• ВЫПОЛНИТЕ ЗАДАНИЯ:
1 > В какие годы были написаны письма Флобера к Луизе Коле, которые советует прочесть текст о писательском призвании?
2 > Объясните, опираясь на текст о писательском призвании, почему Флоберу удалось превзойти изначально положенные ему пределы.
3 > Продолжите текст о писательском призвании, начав сразу после его последнего предложения.

Я понял наконец, что стал писателем, понял, что значит избрать дорогу писательства»[1].
Думаю, только тот, кто отдает себя литературе, как отдают себя религии, твердо решив посвятить ей все время, всю энергию, все силы, только тот способен стать настоящим писателем и создать произведение, которое его прославит. И еще одна загадочная вещь – называется она «талант». Гением не рождаются – по крайней мере среди прозаиков такого не встретишь, хотя у поэтов или музыкантов подобное бывает – в раннем возрасте и как бы вдруг (классические примеры – Рембо и Моцарт), – нет, на это нужны долгие годы дисциплины и упорного труда. Не бывает скороспелых романистов. Все великие, все замечательные романисты сперва были писателями-подмастерьями, и талант их мало-помалу развивался благодаря упорству и вере в собственное призвание. Так что начинающему автору должен внушить надежду пример писателей, которые, в отличие от Рембо, ставшего гениальным поэтом уже в ранней юности, по кирпичику строили свой талант.
Если эта тема, тема вызревания литературного таланта, Вас интересует, рекомендую Вам обширную переписку Флобера, особенно его послания к любовнице – Луизе Коле, написанные с 1850 по 1854 год. Именно в эти годы он работал над «Госпожой Бовари», первым своим шедевром. Мне самому эта переписка немало помогла, когда я только начал заниматься сочинительством. Хотя Флобер был пессимистом и письма его полны проклятий в адрес человечества, любовь его к литературе не знала границ. Поэтому он отнесся к избранной миссии как крестоносец, с фанатичным рвением отдавал ей дни и ночи, и требовательность его к себе была безмерна. Поэтому и сумел превзойти себя, положенные ему изначально пределы (они очень заметны в первых его текстах, грешивших риторичностью и рабской подражательностью по отношению к модным тогда романтикам) и написать такие романы, как «Госпожа Бовари» и «Воспитание чувств», – а их, пожалуй, можно считать первыми романами Нового времени.
И еще одну книгу я рискнул бы Вам порекомендовать в связи с темой этого письма. Речь идет о совсем ином авторе, американце Уильяме Берроузе. Я имею в виду его роман «Джанки». Берроуз совершенно не интересен мне как романист: его экспериментальные психоделические истории всегда нагоняли на меня ужасную скуку. Кажется, ни одну из них я так и не дочитал до конца. Но первая его книга – «Джанки» – автобиографическая, документальная, где он рассказывает, как стал наркоманом и как зависимость от наркотиков – свободный выбор в сочетании с тем, что, несомненно, можно считать еще и природной склонностью, – превратила его в счастливого раба, добровольного раба собственного порока; это достоверное и точное описание того, чем, на мой взгляд, является литературное творчество, – описание полной зависимости писателя от его ремесла, а также того, как оно, ремесло, кормится за счет пишущего в каждый миг его жизни.

• ЗАПИСИ НАБОРА ДАННЫХ:
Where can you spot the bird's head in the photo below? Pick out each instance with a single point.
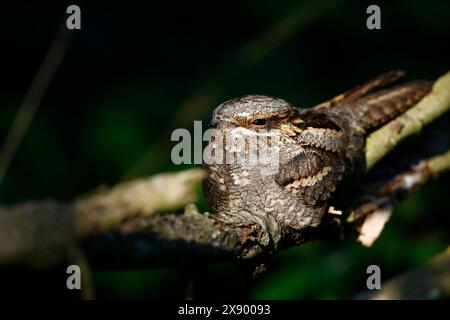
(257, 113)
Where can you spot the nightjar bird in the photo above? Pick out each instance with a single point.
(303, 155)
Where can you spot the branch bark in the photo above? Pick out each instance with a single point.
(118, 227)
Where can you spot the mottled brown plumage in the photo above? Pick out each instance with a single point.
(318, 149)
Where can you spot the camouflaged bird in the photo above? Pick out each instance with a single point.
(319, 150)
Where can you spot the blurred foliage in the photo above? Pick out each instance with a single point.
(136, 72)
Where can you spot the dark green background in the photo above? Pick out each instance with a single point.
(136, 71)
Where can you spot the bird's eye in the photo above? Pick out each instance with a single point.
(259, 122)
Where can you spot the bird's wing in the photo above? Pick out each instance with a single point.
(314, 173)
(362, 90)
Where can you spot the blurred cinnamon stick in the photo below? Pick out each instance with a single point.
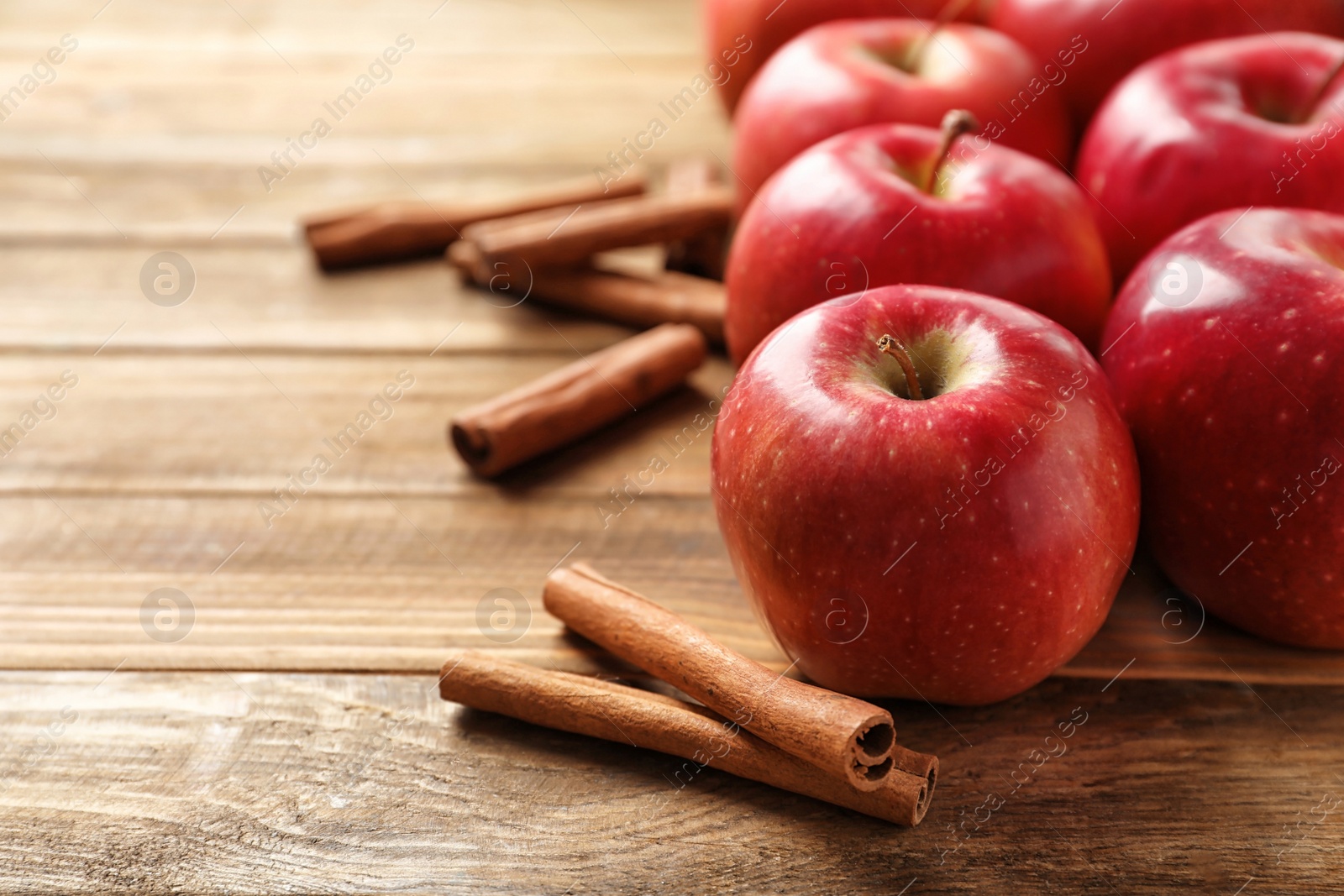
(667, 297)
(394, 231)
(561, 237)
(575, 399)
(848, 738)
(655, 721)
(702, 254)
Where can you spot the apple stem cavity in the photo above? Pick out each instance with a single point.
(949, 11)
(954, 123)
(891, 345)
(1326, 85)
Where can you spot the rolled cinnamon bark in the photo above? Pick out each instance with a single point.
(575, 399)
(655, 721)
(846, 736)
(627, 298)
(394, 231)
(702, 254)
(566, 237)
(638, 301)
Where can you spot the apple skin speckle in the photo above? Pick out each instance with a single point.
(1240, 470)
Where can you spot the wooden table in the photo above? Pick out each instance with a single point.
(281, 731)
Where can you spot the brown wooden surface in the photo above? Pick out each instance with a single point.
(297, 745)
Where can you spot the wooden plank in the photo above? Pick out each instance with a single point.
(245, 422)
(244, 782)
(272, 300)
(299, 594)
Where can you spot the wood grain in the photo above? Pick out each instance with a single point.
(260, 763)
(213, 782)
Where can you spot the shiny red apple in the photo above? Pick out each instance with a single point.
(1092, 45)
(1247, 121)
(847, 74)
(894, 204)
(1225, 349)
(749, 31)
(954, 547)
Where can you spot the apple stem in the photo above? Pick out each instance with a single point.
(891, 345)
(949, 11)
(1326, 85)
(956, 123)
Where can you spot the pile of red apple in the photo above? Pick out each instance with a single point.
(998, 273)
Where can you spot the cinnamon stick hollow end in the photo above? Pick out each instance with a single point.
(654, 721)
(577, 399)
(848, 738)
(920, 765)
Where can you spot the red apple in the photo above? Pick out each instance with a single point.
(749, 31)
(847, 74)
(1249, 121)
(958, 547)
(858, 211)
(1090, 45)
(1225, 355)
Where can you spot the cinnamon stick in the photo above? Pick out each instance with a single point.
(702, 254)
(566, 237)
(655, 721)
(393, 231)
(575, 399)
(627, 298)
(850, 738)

• ОЖИДАЕМЫЕ ОТВЕТЫ:
1 > С 1850 по 1854 год.

2 > Его любовь к литературе не знала границ, поэтому он отнесся к избранной миссии как крестоносец. Он с фанатичным рвением отдавал ей дни и ночи и был безмерно требователен к себе.

3 >
Но, друг мой, письмо это превзошло размеры, положенные для этого жанра – эпистолярного, – чье главное достоинство должно состоять именно в краткости, так что я прощаюсь с Вами.
И обнимаю Вас.
II
Катоблепас
Дорогой друг!
Огромное количество работы, свалившейся на меня за последние дни, помешало мне ответить Вам тотчас же, и тем не менее все это время я не переставал размышлять о Вашем письме. И причиной тому не только Ваш энтузиазм, который я разделяю, тоже веря, что для защиты от всякого рода невзгод не придумано ничего лучше литературы, но и потому, что заданные Вами вопросы: «Откуда берутся истории, рассказанные в романах?» и «Как авторы романов придумывают темы для своих книг?» меня самого до сих пор продолжают волновать, как и в начале литературного пути, хотя теперь на моем счету немало книг.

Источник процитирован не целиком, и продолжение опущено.